To do:
Please answer these questions using the text about female singers:
1. How many sides did Margaret Johnson cut between 1923 and 1927?
2. In what year did Lizzie Miles come out of retirement?
3. By what name was Merline Johnson known?

Among the other female singers we spotlight are Margaret Johnson, Lizzie Miles, Elizabeth Johnson, Lil Johnson, Lillie Mae Kirkman and Merline Johnson. Margaret Johnson cut 26 sides between 1923-1927 and worked with some top players including Sidney Bechet and Louis Armstrong. Little in known of her life outside of the fact she worked the vaudeville circuit throughout the 1920’s. Johnson was a powerful, expressive singer as she proves on 1924’s “Nobody Knows The Way I Feel Dis Mornin’” easily cutting through the limitations of the acoustic recording process to deliver a rousing performance. Lizzie Miles was another distinctive singer who worked in early jazz band, circuses and minstrel shows between 1909 and 1921 before launching her recording career. She recorded extensively between 1922 and 1929 and again in 1939. She came out of retirement in 1950. She’s in superb form on “The Man I Got Ain’t The Man I Want “ featuring some tasteful playing from guitarist Teddy Bunn. After making a few records in 1929, Lil Johnson didn’t surface again on record until 1935, cutting some 60 sides through 1937. Merline Johnson was one of the most prolific female artists of the 30’s, cutting almost 100 songs, yet little is known about her background. Known as The Yas Yas Girl, she recorded with some of Chicago’s top musicians including Big Bill Broonzy, Black Bob, Casey Bill Weldon, Ransom Knowling, Blind John Davis and others. “Bad Whiskey Blues” comes form a final unissued 1947 session with Big Bill Broonzy and Blind John Davis.

(Data excerpted from a collection)

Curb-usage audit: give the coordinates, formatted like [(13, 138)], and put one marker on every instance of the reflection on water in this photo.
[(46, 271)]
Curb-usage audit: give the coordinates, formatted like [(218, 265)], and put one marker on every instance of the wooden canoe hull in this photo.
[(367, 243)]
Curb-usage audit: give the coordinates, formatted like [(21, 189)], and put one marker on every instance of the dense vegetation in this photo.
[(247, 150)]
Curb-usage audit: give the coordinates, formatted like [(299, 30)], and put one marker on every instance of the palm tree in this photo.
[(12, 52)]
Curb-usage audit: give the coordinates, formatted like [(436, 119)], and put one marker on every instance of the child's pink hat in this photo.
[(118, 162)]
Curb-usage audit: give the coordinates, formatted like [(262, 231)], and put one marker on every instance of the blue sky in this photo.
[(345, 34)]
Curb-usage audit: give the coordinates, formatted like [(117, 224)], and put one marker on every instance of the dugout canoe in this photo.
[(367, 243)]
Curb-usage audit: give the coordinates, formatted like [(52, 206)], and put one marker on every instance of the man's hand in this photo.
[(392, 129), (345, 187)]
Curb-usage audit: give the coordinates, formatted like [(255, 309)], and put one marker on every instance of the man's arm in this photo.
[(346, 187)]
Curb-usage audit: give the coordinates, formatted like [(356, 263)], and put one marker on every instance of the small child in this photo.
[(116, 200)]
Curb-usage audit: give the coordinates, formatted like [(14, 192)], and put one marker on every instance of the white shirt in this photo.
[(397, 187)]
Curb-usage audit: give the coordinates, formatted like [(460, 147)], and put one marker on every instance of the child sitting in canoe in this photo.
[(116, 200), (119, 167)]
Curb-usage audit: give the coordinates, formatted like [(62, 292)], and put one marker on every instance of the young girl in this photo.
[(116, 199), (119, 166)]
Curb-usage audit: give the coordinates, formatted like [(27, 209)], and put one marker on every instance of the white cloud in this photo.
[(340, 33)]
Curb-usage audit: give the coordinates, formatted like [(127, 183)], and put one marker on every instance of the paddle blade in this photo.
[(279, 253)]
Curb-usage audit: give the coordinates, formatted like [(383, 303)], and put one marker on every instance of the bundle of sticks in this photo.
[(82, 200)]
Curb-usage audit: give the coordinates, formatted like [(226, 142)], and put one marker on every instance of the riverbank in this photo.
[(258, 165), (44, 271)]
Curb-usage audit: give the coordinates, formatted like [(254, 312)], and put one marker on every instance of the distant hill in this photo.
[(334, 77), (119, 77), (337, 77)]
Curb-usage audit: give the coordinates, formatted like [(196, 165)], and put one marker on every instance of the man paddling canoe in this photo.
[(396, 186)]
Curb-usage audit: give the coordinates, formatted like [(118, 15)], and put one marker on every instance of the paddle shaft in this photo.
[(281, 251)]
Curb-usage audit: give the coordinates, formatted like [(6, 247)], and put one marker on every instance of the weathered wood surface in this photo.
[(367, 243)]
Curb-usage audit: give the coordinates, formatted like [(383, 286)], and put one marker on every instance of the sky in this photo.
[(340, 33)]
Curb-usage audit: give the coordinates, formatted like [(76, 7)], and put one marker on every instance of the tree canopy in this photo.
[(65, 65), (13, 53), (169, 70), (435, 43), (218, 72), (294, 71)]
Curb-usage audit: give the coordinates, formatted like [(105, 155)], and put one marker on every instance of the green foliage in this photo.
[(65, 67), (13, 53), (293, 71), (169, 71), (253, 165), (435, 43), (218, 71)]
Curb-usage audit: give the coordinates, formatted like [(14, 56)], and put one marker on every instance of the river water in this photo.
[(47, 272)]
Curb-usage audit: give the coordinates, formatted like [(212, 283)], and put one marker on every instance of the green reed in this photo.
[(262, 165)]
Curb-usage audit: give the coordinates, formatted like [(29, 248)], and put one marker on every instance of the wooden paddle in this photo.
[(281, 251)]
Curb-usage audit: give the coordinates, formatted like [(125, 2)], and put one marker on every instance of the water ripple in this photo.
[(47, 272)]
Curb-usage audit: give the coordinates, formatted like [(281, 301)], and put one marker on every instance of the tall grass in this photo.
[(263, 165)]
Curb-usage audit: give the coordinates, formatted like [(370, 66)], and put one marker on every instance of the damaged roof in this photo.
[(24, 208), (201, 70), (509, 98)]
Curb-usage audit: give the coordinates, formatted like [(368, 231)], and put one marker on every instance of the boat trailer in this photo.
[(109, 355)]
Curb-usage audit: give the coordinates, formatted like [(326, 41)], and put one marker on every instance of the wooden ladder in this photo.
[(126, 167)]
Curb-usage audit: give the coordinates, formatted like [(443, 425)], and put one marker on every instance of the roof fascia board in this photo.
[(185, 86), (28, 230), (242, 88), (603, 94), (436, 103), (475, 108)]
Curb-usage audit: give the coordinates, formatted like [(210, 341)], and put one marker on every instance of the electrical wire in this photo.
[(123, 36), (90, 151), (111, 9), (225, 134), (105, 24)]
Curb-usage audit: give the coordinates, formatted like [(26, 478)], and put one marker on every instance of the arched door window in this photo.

Reply:
1. 26
2. 1950
3. The Yas Yas Girl